■ **Brano da leggere**:
Ci racconta dello stato di degrado totale in cui versa l’arsenale atomico russo, con tutti i rischi che ne conseguono, e di chi, completamente abbandonato dallo Stato, si ostina a preservarlo per puro senso del dovere nei confronti del proprio paese…

Ci racconta di un popolo disabituato a pensare e a farsi domande, abituato a delegare tutto allo Stato, educato alla paura e all’obbedienza da decenni di dittatura sovietica, che nell’apertura al libero mercato vede l’opportunità per cambiare il proprio status sociale lanciandosi in una corsa senza ritegno ad accaparrarsi le risorse che un tempo furono della collettività, di una società iniqua in cui ad essere premiata è l’obbedienza e non il merito, e in cui l’onestà, sintomo di debolezza, viene punita. Ci racconta dell’Uomo Nuovo della Russia del XXI secolo, senza valori e senza cultura, con la massima aspirazione di arricchirsi, senza remore ad aggirare la legge, e di chi non si riconosce nella nuova società e rifiuta di piegarsi alle sue regole, finendo per esserne sbranato; ci racconta del valore e dell’eroismo di pochi, di singoli cittadini che non si sottraggono alle proprie responsabilità, che ancora credono nella giustizia sociale e lottano per le proprie convinzioni, senza piegarsi a minacce e intimidazioni.

Ci racconta della paga misera che ricevono tutti i dipendenti statali, che sono quindi “costretti” a cedere alla corruzione per poter vivere dignitosamente, dell’assoluta dipendenza dal potere politico di polizia e magistratura, che si limitano ad eseguire o ratificare le decisioni prese dall’alto; del potere illimitato degli oligarchi saldamente intrecciato, fino a confondervisi, con quello della mafia, a cui Putin assicura la massima libertà e impunità purché non manchino mai di appoggiarlo.

■ **Consegne dell'esercizio**:
1) Elenca, nell'ordine in cui compaiono, gli argomenti che nel brano sulla Russia sono introdotti dall'espressione «ci racconta».
2) Per favore, riprendi il brano sulla Russia a partire dal punto in cui si interrompe.
Le righe non hanno alcun legame con il brano sulla Russia.

■ **Dati forniti**:

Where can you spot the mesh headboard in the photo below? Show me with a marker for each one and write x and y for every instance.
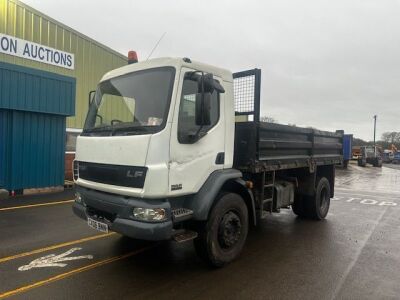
(246, 91)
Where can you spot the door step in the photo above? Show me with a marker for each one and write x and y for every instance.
(181, 214)
(185, 236)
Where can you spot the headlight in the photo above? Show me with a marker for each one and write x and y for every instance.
(78, 199)
(149, 214)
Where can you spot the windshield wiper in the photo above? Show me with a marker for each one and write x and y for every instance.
(99, 128)
(130, 129)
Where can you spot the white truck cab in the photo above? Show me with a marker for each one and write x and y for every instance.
(161, 157)
(156, 142)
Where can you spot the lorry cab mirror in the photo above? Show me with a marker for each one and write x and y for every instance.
(91, 96)
(210, 84)
(203, 109)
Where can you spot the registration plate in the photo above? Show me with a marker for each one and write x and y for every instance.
(103, 227)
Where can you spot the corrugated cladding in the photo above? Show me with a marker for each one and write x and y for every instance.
(32, 149)
(33, 108)
(33, 90)
(92, 60)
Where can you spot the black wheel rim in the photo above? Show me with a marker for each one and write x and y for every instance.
(323, 205)
(229, 230)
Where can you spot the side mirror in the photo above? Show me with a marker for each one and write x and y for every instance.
(203, 109)
(91, 96)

■ **Risposte per punto**:
1)
1. Lo stato di degrado totale in cui versa l'arsenale atomico russo
2. Un popolo disabituato a pensare e a farsi domande
3. L'Uomo Nuovo della Russia del XXI secolo
4. Il valore e l'eroismo di pochi
5. La paga misera che ricevono tutti i dipendenti statali

2)
Ci racconta dell’ascesa al potere di Putin segnata dal graduale smantellamento della fragile democrazia russa, dal disprezzo per il dibattito pubblico, per i diritti umani, per il giornalismo indipendente e per il libero pensiero; degli orrori della guerra in Cecenia, e della lotta al terrorismo usata come una clava per reprimere qualsiasi forma di dissenso e consolidare il proprio potere.

Ne viene fuori il ritratto di una società piramidale fondata sul privilegio, sull’obbedienza, sulla ricchezza e sull’appartenenza etnica, una società incapace di recidere il cordone ombelicale che la lega allo stalinismo, in cui il divario tra chi possiede tutto e chi non ha neanche di che sopravvive in pochi anni cresce in modo vertiginoso, risultato di un capitalismo senza regole, dal cui vertice Putin pontifica sulla vita di milioni di persone, ridotte a mero strumento nelle mani dello Stato; una società in cui i diritti del singolo vengono quotidianamente schiacciati dagli interessi dello Stato, difeso e protetto dal braccio possente dei servizi segreti, per volontà di Putin tornati ad avere un ruolo centrale nel nuovo assetto del potere.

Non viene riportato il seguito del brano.